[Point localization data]
>>>

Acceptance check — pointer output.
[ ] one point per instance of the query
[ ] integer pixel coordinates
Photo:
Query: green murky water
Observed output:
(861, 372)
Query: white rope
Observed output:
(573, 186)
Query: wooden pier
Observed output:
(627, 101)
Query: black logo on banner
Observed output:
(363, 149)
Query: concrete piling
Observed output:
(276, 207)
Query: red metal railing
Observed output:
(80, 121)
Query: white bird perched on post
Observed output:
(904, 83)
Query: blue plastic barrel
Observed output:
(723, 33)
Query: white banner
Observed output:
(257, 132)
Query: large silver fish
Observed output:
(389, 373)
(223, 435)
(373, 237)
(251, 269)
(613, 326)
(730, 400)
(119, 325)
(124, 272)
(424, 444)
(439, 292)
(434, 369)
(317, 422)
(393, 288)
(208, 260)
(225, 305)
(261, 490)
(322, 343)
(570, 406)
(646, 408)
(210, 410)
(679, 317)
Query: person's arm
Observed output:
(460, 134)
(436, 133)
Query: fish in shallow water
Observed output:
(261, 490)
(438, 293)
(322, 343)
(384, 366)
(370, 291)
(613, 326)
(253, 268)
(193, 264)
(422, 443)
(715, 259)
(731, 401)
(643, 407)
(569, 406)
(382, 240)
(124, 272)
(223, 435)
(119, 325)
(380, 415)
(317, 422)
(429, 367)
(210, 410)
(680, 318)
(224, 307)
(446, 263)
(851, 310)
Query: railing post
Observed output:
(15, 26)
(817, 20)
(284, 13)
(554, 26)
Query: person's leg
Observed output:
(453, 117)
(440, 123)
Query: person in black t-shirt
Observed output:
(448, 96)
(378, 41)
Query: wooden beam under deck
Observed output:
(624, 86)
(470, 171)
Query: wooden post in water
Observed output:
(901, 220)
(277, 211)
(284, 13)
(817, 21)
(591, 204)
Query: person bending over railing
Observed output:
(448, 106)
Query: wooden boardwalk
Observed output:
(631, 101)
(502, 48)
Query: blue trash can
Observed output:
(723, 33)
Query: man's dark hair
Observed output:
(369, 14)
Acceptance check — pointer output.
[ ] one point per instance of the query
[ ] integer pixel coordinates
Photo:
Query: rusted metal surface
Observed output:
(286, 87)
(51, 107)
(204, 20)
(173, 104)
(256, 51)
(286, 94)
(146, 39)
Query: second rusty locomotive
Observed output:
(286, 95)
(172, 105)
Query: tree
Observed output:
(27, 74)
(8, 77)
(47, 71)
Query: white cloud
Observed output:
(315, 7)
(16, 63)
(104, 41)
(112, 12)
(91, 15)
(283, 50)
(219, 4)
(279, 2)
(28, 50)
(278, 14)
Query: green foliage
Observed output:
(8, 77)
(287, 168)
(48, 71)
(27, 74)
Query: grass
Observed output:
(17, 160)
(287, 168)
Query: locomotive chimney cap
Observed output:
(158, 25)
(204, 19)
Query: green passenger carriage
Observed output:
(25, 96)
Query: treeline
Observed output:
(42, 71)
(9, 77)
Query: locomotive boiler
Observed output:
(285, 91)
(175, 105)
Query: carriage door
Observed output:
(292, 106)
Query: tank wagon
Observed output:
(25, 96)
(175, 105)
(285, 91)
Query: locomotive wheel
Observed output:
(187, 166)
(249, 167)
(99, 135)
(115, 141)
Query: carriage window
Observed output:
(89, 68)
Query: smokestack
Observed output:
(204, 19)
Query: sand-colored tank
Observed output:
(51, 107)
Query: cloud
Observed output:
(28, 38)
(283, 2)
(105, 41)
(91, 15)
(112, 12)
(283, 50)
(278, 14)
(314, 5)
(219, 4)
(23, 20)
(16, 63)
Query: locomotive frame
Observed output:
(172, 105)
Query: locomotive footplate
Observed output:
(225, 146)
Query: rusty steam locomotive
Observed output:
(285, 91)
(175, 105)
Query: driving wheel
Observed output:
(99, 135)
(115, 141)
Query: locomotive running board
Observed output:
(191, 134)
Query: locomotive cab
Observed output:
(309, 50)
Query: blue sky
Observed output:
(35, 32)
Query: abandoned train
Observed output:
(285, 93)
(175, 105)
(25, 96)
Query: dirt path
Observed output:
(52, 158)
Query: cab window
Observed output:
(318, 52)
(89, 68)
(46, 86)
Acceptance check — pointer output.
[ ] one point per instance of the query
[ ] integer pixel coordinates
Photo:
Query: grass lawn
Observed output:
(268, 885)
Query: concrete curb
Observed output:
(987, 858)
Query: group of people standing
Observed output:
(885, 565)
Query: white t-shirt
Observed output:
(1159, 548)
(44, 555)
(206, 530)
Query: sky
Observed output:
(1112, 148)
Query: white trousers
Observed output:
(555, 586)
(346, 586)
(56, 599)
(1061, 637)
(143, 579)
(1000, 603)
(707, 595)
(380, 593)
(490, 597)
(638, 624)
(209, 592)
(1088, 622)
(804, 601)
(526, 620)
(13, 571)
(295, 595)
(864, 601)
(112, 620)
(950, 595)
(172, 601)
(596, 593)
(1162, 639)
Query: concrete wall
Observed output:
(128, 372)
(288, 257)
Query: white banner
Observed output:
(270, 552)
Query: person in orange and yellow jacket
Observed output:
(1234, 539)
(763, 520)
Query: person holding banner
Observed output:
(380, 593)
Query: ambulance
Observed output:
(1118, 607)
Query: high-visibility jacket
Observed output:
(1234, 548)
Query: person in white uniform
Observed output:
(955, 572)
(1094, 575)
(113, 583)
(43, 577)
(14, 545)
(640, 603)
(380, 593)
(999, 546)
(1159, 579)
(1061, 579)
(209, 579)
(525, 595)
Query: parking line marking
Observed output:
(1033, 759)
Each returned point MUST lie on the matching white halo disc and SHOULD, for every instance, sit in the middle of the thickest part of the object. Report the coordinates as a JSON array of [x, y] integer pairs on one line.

<<<
>>>

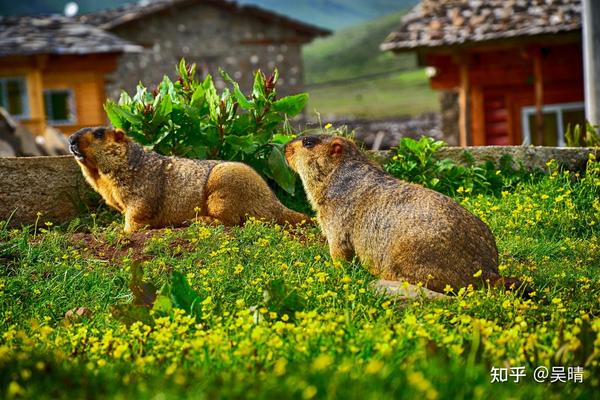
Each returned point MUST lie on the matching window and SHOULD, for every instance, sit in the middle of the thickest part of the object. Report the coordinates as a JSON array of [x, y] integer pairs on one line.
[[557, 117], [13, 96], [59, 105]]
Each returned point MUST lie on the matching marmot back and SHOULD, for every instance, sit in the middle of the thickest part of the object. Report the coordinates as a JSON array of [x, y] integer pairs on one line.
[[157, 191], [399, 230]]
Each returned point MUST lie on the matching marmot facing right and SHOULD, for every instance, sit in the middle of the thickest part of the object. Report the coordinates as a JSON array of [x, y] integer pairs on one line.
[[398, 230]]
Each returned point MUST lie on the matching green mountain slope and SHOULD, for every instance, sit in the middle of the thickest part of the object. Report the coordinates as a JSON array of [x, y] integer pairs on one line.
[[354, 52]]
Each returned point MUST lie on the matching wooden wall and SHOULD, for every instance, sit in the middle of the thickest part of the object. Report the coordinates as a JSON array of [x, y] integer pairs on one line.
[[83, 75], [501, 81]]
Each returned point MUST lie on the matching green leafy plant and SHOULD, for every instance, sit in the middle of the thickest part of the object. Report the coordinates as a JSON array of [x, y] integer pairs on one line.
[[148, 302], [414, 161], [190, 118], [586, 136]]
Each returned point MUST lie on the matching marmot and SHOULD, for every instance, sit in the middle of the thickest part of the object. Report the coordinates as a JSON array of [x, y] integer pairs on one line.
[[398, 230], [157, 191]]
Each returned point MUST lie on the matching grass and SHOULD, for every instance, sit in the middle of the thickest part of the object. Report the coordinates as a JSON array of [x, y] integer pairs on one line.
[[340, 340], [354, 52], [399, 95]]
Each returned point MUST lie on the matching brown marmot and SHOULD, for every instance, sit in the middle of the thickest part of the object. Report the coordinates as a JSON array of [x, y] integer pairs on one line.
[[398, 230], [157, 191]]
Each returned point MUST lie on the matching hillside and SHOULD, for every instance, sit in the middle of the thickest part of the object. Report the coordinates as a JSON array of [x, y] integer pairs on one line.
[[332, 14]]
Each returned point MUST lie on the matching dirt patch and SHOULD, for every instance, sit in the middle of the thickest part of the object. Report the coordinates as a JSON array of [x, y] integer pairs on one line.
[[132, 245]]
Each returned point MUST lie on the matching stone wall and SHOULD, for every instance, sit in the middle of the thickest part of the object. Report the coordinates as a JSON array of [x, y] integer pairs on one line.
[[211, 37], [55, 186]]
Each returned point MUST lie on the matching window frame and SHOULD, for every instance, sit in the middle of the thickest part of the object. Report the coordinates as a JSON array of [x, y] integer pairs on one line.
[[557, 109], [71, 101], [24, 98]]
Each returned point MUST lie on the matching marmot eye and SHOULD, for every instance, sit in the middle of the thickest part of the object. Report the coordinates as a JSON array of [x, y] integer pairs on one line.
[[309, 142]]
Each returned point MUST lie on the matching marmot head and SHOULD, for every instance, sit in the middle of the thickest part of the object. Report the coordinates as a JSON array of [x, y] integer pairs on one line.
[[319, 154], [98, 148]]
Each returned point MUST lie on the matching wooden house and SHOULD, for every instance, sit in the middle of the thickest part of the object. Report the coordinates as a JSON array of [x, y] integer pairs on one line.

<<<

PROBLEM DESCRIPTION: Please return the lines above that run from the line containing "Query: wooden pier" to the line containing "Query: fish in shallow water", inclusive, exactly and with no other lines.

PROBLEM SOLUTION:
Query: wooden pier
Observed output:
(627, 101)
Query: black logo on banner
Observed output:
(363, 149)
Query: concrete piling
Observed output:
(276, 207)
Query: red metal railing
Observed output:
(80, 121)
Query: white bird perched on post
Observed output:
(904, 83)
Query: blue plastic barrel
Observed output:
(723, 33)
Query: white banner
Observed output:
(257, 132)
Query: large silver fish
Observed output:
(389, 373)
(223, 435)
(373, 237)
(251, 269)
(613, 326)
(730, 400)
(119, 325)
(124, 272)
(424, 444)
(439, 292)
(434, 369)
(317, 422)
(393, 288)
(208, 260)
(225, 305)
(261, 490)
(322, 343)
(570, 406)
(646, 408)
(210, 410)
(679, 317)
Query: person's arm
Observed output:
(460, 134)
(436, 133)
Query: fish in shallow water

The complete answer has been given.